TEKS HASIL EKSTRAKSI:
= = = = = = =
Jakarta (ANTARA Bengkulu) - Manusia perlu inspirasi dalam hidup. Mudah mendapatkan inspirasi itu, asal ada kepekaan hati dan kerendahan hati untuk memetik dari hal sekitar. Panca indera, hati, dan kalbu wahana andal mengantar ke sana.
Ada hal baik dari masyarakat Amerika Serikat, negara yang multi etnis dan (sebetulnya) berasal dari banyak bangsa-bangsa di dunia. Segala sesuatu bisa jadi inspirasi mereka, dan pahlawan di hati. Indonesia juga bangsa besar yang penuh dengan sumber inspirasi.
Demikianlah, Septiningsih Abdul, bocah perempuan 10 tahun berbadan sehat dan senang bermain laiknya anak-anak pada usianya. Di kampung halamannya, di Desa Tilongobula, Kecamatan Suwawa Timur, Kabupaten Bone Bolango, Gorontalo, dia tinggal bersama dua saudara dan ibunya.
Mereka berempat saja, sebagaimana dijadikan judul buku besutan terbaru Kantor Berita ANTARA. "Jangan Panggil Septi Monyet", cukup mencolok mata karena nama anak itu dikorelasikan dengan monyet, hewan liar yang bisa menggelikan dan sering jadi olokan.
Buku kumpulan karya jurnalistik Kantor Berita ANTARA setebal 247 itu bukan semata berkisah tentang Septi, yang dinyatakan dalam bahasa bertutur penulisnya, Debby H Mano (jurnalis ANTARA di Biro Gorontalo), memang ditumbuhi rambut tebal seperti tubuh kera.
Bukan tentang kondisi fisik Septi itu yang jadi bahasan dan tuturan arus utama bagi Mano, karena perjuangan hidup sang ibu, Fatma, dalam membesarkan Septi. Ini satu bingkai perjuangan dan inspirasi hidup: ditinggalkan suami karena anak serupa kera hingga khazanah jauh dari jangkauan pikir akan ucapan yang jadi kenyataan.
Septi yang dikaruniasi alam dalam tubuh serupa itu, malah menuai berkah dalam bentuk berbeda. Dia sangat disayang guru-gurunya di SD Dumbaya Bulan. Dia diyakini adalah anak yang memerlukan kasih sayang dan mandiri.
= = = = = = =
TUGAS YANG DIKERJAKAN:
**a)** Menurut teks tentang Septi, di desa mana Septiningsih Abdul tinggal bersama ibu dan saudaranya?
**b)** Tuliskan kembali bagian teks tentang Septi yang dimulai dari "Demikianlah, Septiningsih Abdul, bocah" dan berakhir pada "seperti tubuh kera.", lalu ganti "bocah perempuan" dengan "anak perempuan".

MATERI YANG DISEDIAKAN:
= = = = = = =
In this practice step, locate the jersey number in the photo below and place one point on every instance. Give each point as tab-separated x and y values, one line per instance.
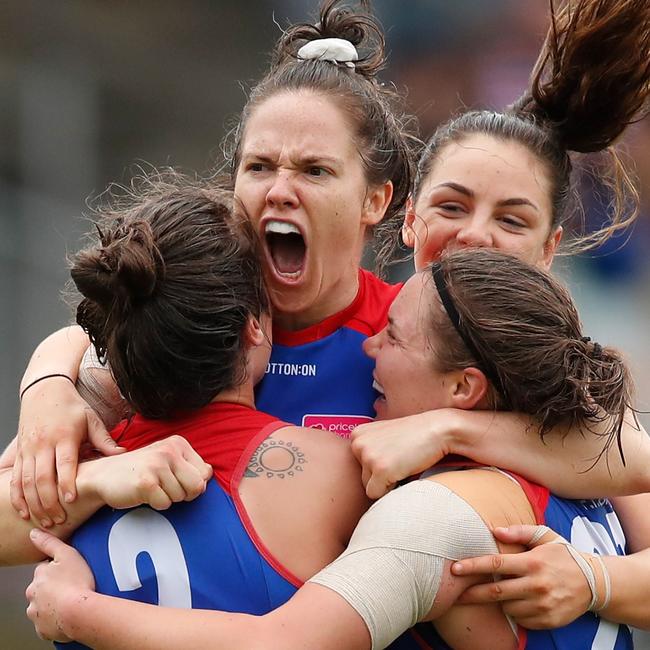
147	531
= = = = = = =
HASIL LATIHAN:
**a)** Desa Tilongobula, Kecamatan Suwawa Timur, Kabupaten Bone Bolango, Gorontalo.

**b)**
Demikianlah, Septiningsih Abdul, anak perempuan 10 tahun berbadan sehat dan senang bermain laiknya anak-anak pada usianya. Di kampung halamannya, di Desa Tilongobula, Kecamatan Suwawa Timur, Kabupaten Bone Bolango, Gorontalo, dia tinggal bersama dua saudara dan ibunya.
Mereka berempat saja, sebagaimana dijadikan judul buku besutan terbaru Kantor Berita ANTARA. "Jangan Panggil Septi Monyet", cukup mencolok mata karena nama anak itu dikorelasikan dengan monyet, hewan liar yang bisa menggelikan dan sering jadi olokan.
Buku kumpulan karya jurnalistik Kantor Berita ANTARA setebal 247 itu bukan semata berkisah tentang Septi, yang dinyatakan dalam bahasa bertutur penulisnya, Debby H Mano (jurnalis ANTARA di Biro Gorontalo), memang ditumbuhi rambut tebal seperti tubuh kera.